Work instructions » Render every line of the items below as a Markdown table with the columns Row and Line, numbering the rows in order and skipping any blank lines.

Exercise inputs »
——
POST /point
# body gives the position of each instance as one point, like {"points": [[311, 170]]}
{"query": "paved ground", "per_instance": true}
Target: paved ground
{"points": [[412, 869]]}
——
Response for this exercise »
| Row | Line |
|---|---|
| 1 | POST /point |
| 2 | # body gives the position of each instance as one point, like {"points": [[311, 170]]} |
| 3 | {"query": "paved ground", "per_instance": true} |
| 4 | Target: paved ground |
| 5 | {"points": [[412, 869]]} |